> PROBLEM A:
From the lesson-plan passage, quote the text starting at "Here is of a" and ending at "the next level.".
> PROBLEM B:
Answer these questions about the lesson-plan passage:
(i) What age range is the group the lesson was developed for?
(ii) Over how many class periods might the lesson be spread?
(iii) What does the author hope the group will come up with during the initial discussion?

> DOCUMENT PASSAGE:
++++++

Here is of a lesson I developed for group of 10- to 12-year-olds. I plan to use it the first time I meet with them this year. I will first ask them to think about how they might add up all the numbers from 1 to 100, and we’ll talk about the different ways it can be done, then talk about the Gauss story, and play with lots of different kinds of sequences. I have shown many of them the Gauss trick before when playing with triangle numbers, etc. But I’m not sure how many will remember it, and in any case, this lesson is designed to take them to the next level.

They have had only very limited exposure to algebraic notation and variables, so I’m pushing things at the end, but we’ll see how it goes. I may spread this out over two class periods; I don’t think one will give them time to play with the numbers and try playing with the variables, but I’m never sure how long things will take, so again, we’ll see how it goes…

Here’s a nice illustration of some other ways of adding up sequences like this. (Full article here.) I’m hoping that my group will come up with some of these during our initial discussion of how we might approach adding up these numbers.

++++++

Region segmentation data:

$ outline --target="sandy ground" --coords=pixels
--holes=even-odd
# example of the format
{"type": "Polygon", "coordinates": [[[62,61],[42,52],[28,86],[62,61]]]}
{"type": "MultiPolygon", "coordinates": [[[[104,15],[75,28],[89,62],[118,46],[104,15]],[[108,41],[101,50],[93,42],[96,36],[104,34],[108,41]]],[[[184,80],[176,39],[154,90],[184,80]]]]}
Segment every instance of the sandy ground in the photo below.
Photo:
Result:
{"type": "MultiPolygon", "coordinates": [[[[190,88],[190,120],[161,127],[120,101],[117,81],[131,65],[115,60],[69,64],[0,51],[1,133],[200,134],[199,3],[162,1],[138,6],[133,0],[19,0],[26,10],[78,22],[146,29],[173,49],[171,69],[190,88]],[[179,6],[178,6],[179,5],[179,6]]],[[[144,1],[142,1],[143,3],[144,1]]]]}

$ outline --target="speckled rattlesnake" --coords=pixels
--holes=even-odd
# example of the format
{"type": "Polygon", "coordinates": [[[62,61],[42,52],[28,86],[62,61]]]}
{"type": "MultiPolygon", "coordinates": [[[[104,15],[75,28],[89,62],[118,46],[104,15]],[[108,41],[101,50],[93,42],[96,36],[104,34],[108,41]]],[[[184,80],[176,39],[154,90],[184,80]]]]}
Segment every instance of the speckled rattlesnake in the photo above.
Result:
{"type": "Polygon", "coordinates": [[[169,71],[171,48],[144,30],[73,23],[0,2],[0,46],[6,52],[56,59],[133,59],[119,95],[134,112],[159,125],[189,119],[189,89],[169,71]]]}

++++++

> EXERCISE ANSWER A:
Here is of a lesson I developed for group of 10- to 12-year-olds. I plan to use it the first time I meet with them this year. I will first ask them to think about how they might add up all the numbers from 1 to 100, and we’ll talk about the different ways it can be done, then talk about the Gauss story, and play with lots of different kinds of sequences. I have shown many of them the Gauss trick before when playing with triangle numbers, etc. But I’m not sure how many will remember it, and in any case, this lesson is designed to take them to the next level.

> EXERCISE ANSWER B:
(i) 10- to 12-year-olds
(ii) Two
(iii) Some of the other ways of adding up sequences that the illustration shows